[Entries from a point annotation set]

START

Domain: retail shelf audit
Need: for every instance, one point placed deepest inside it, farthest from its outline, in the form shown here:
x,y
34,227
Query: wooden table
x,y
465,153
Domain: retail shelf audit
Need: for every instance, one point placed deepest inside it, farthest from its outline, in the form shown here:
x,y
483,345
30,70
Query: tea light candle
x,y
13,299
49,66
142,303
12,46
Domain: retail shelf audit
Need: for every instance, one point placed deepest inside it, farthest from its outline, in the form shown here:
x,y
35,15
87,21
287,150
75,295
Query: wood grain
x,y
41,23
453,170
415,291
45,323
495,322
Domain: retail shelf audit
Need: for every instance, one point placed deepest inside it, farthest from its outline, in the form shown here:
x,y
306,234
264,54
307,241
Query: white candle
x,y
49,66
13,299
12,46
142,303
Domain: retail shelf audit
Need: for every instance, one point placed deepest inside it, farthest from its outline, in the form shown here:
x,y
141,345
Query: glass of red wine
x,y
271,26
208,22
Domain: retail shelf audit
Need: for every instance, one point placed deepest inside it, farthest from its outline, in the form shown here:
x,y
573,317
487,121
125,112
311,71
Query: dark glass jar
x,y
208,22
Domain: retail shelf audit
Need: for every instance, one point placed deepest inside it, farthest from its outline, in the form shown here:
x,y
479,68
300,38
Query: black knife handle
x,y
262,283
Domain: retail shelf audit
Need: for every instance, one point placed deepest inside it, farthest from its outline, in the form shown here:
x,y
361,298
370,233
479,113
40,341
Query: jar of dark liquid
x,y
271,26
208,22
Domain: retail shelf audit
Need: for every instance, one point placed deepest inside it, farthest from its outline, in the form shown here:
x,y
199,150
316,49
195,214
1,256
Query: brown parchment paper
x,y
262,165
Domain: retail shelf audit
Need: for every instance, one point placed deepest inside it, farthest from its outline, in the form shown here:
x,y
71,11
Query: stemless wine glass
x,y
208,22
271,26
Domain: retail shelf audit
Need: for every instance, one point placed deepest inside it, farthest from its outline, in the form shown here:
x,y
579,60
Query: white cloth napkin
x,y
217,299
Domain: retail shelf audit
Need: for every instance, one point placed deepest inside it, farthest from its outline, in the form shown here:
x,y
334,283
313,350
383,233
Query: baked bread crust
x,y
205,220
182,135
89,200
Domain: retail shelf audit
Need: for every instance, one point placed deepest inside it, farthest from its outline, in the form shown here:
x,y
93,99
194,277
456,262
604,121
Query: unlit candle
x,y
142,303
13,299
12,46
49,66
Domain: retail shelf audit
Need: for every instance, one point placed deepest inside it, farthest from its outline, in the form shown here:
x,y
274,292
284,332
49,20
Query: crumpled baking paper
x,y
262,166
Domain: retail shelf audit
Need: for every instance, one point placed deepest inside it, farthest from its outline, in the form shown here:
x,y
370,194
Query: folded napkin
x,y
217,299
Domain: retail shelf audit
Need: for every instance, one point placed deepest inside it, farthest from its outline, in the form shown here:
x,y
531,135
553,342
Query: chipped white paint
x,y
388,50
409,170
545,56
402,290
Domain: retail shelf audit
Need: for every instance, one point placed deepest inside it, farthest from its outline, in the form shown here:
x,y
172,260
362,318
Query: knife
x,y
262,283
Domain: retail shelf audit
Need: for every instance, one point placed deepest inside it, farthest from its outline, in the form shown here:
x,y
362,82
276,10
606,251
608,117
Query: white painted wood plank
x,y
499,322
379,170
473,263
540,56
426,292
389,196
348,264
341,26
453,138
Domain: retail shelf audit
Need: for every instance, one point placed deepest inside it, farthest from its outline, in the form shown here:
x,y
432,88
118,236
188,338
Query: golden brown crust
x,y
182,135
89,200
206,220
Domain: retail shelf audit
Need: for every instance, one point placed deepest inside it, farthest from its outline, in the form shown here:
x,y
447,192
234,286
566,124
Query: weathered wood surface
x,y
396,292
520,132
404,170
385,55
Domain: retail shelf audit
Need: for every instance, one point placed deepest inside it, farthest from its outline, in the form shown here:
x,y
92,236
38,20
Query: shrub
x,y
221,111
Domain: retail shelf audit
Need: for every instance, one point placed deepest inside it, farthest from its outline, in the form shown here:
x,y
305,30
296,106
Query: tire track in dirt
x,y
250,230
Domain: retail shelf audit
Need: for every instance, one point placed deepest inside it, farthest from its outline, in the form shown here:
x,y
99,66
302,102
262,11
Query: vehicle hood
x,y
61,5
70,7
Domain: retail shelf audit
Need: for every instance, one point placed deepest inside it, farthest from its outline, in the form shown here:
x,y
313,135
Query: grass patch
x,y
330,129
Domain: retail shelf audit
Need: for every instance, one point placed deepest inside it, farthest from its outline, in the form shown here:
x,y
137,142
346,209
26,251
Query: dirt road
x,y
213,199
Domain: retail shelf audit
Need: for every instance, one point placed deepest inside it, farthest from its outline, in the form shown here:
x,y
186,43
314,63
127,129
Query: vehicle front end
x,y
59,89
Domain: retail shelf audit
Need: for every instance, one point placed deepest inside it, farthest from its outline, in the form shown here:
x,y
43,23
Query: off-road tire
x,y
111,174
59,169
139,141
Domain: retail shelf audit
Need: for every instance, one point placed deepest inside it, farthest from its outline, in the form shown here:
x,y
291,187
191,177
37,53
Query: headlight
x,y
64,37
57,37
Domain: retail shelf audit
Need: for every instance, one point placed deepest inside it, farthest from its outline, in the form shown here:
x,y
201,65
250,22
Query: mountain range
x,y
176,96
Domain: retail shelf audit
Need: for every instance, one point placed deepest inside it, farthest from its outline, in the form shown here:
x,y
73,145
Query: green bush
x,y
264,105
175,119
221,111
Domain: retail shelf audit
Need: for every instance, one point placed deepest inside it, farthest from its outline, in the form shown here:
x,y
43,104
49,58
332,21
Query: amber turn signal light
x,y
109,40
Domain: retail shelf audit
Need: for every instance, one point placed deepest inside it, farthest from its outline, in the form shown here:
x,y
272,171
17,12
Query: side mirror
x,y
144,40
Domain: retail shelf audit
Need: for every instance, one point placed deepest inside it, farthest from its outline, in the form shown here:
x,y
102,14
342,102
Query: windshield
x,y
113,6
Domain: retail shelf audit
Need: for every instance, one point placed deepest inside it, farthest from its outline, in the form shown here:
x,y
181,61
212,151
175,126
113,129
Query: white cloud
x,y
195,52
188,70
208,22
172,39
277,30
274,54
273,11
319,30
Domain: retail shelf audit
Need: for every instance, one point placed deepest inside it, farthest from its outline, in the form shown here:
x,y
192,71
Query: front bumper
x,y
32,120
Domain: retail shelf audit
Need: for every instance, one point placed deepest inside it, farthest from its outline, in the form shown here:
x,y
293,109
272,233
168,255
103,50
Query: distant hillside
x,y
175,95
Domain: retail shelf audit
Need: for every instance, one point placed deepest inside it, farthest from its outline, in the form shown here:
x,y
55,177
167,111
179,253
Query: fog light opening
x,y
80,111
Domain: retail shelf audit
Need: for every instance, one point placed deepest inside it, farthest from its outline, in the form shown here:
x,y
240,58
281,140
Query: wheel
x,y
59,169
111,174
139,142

END

What is needed -> Please find every line in the rows above that contains the word "tire" and copy each one. Case counts.

Exercise answer ->
Query: tire track in dirt
Query: off-road tire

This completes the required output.